Aim of the exercise:
Convert the lines below into a Markdown table with two columns, Row and Line. Number each line in the Row column, put its text in the Line column, and omit blank lines.

Information supplied:
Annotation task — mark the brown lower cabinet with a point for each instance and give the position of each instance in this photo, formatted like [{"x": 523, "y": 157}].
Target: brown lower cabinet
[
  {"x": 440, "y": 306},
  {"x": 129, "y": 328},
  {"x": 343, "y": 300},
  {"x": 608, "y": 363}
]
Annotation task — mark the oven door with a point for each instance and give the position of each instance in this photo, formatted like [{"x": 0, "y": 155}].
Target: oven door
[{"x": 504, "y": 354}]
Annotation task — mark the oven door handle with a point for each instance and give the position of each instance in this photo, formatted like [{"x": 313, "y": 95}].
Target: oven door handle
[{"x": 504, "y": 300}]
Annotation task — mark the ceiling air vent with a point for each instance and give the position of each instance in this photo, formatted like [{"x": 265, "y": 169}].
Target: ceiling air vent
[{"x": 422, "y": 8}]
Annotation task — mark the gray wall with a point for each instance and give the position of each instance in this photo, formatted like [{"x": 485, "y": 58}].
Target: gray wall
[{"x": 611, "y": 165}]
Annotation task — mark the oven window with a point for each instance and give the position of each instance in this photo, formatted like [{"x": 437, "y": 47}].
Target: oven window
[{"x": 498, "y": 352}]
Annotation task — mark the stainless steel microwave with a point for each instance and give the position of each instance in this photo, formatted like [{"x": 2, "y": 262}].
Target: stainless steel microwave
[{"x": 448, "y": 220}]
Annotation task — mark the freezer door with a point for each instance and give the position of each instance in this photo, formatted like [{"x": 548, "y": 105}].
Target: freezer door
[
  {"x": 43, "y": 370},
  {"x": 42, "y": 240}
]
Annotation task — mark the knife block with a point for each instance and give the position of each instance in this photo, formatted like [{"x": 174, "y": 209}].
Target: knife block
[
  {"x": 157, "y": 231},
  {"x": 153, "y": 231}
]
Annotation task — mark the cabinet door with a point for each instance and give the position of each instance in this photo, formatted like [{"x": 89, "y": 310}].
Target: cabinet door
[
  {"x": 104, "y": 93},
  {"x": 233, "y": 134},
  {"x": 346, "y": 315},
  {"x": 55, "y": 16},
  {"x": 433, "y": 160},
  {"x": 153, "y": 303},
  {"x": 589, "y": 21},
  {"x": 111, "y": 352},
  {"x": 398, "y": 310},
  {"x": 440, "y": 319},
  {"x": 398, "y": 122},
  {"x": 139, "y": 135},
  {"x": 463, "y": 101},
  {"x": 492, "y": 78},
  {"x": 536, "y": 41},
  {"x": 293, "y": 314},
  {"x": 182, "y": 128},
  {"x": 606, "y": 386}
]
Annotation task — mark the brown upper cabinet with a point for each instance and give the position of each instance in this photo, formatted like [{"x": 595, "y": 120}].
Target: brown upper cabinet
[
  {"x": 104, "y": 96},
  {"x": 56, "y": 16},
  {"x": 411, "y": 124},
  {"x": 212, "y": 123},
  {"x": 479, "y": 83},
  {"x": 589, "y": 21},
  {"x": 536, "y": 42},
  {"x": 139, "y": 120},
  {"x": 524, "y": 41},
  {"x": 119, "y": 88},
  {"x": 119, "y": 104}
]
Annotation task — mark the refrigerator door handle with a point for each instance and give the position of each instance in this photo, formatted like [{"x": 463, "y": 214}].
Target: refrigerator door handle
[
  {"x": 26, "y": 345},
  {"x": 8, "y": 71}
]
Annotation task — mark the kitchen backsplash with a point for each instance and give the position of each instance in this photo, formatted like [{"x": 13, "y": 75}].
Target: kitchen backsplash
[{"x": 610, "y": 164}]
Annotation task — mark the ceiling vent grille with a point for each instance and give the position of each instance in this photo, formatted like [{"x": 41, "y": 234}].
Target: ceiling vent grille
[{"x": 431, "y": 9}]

The answer:
| Row | Line |
|---|---|
| 1 | Annotation task — mark the brown lower cabinet with a point for each instance and give the position of each instance in this photo, formatted like [{"x": 523, "y": 157}]. |
| 2 | Target: brown lower cabinet |
| 3 | [ |
| 4 |   {"x": 440, "y": 306}, |
| 5 |   {"x": 129, "y": 328}, |
| 6 |   {"x": 343, "y": 300}, |
| 7 |   {"x": 608, "y": 363} |
| 8 | ] |
| 9 | Annotation task — mark the oven door with a point for each instance and give the position of each instance in this photo, formatted like [{"x": 0, "y": 155}]. |
| 10 | Target: oven door |
| 11 | [{"x": 504, "y": 354}] |
| 12 | Annotation task — mark the oven door handle with a point for each instance and give the position of each instance in this photo, formatted like [{"x": 313, "y": 95}]. |
| 13 | Target: oven door handle |
| 14 | [{"x": 504, "y": 300}] |
| 15 | Annotation task — mark the ceiling air vent with a point for each instance and give the position of each instance in this photo, formatted like [{"x": 265, "y": 169}]. |
| 16 | Target: ceiling air vent |
| 17 | [{"x": 422, "y": 8}] |
| 18 | Annotation task — mark the gray wall with a point for each instance and give the position of each instance in this photo, formatted like [{"x": 485, "y": 58}]. |
| 19 | Target: gray wall |
| 20 | [{"x": 611, "y": 165}] |
| 21 | Annotation task — mark the oven window with a point for each instance and give the position of each instance in this photo, formatted like [{"x": 437, "y": 47}]. |
| 22 | Target: oven window |
| 23 | [{"x": 498, "y": 352}] |
| 24 | Annotation task — mark the stainless steel microwave with a point for each instance and give the position of each instance in this photo, formatted like [{"x": 2, "y": 262}]. |
| 25 | Target: stainless steel microwave |
| 26 | [{"x": 448, "y": 220}] |
| 27 | Annotation task — mark the freezer door with a point for each instance and give the position of each instance in this photo, formatted like [{"x": 548, "y": 105}]. |
| 28 | Target: freezer door |
| 29 | [ |
| 30 |   {"x": 43, "y": 370}, |
| 31 |   {"x": 42, "y": 240} |
| 32 | ] |
| 33 | Annotation task — mark the knife block with a point for each instance and give the position of each instance in this photo, formatted like [{"x": 174, "y": 209}]. |
| 34 | Target: knife block |
| 35 | [ |
| 36 |   {"x": 157, "y": 231}, |
| 37 |   {"x": 153, "y": 231} |
| 38 | ] |
| 39 | Annotation task — mark the cabinet door with a point for each instance and give the position of each instance in this photo, formatted like [{"x": 89, "y": 310}]. |
| 40 | Target: cabinet door |
| 41 | [ |
| 42 |   {"x": 104, "y": 93}, |
| 43 |   {"x": 233, "y": 134}, |
| 44 |   {"x": 346, "y": 315}, |
| 45 |   {"x": 55, "y": 16}, |
| 46 |   {"x": 433, "y": 160}, |
| 47 |   {"x": 153, "y": 303}, |
| 48 |   {"x": 589, "y": 21}, |
| 49 |   {"x": 111, "y": 352}, |
| 50 |   {"x": 398, "y": 310}, |
| 51 |   {"x": 440, "y": 319}, |
| 52 |   {"x": 398, "y": 122}, |
| 53 |   {"x": 139, "y": 135}, |
| 54 |   {"x": 463, "y": 101}, |
| 55 |   {"x": 492, "y": 78}, |
| 56 |   {"x": 536, "y": 41}, |
| 57 |   {"x": 293, "y": 314}, |
| 58 |   {"x": 182, "y": 128}, |
| 59 |   {"x": 606, "y": 386} |
| 60 | ] |
| 61 | Annotation task — mark the brown upper cabinet with a point for each instance and give the position of each instance in this photo, formatted like [{"x": 595, "y": 120}]. |
| 62 | Target: brown upper cabinet |
| 63 | [ |
| 64 |   {"x": 104, "y": 96}, |
| 65 |   {"x": 56, "y": 16}, |
| 66 |   {"x": 411, "y": 124}, |
| 67 |   {"x": 212, "y": 123}, |
| 68 |   {"x": 479, "y": 83}, |
| 69 |   {"x": 589, "y": 21}, |
| 70 |   {"x": 536, "y": 42}, |
| 71 |   {"x": 139, "y": 120}, |
| 72 |   {"x": 524, "y": 41}, |
| 73 |   {"x": 119, "y": 88}, |
| 74 |   {"x": 119, "y": 104} |
| 75 | ] |
| 76 | Annotation task — mark the refrigerator door handle with a point for each instance and give the position of each instance in this photo, formatted like [{"x": 463, "y": 214}]. |
| 77 | Target: refrigerator door handle |
| 78 | [ |
| 79 |   {"x": 26, "y": 345}, |
| 80 |   {"x": 8, "y": 71} |
| 81 | ] |
| 82 | Annotation task — mark the kitchen backsplash with a point for each instance and give the position of each instance in this photo, formatted like [{"x": 13, "y": 75}]. |
| 83 | Target: kitchen backsplash |
| 84 | [{"x": 610, "y": 164}] |
| 85 | Annotation task — mark the ceiling vent grille with a point for each instance and give the position of each instance in this photo, formatted like [{"x": 41, "y": 234}]. |
| 86 | Target: ceiling vent grille |
| 87 | [{"x": 431, "y": 9}] |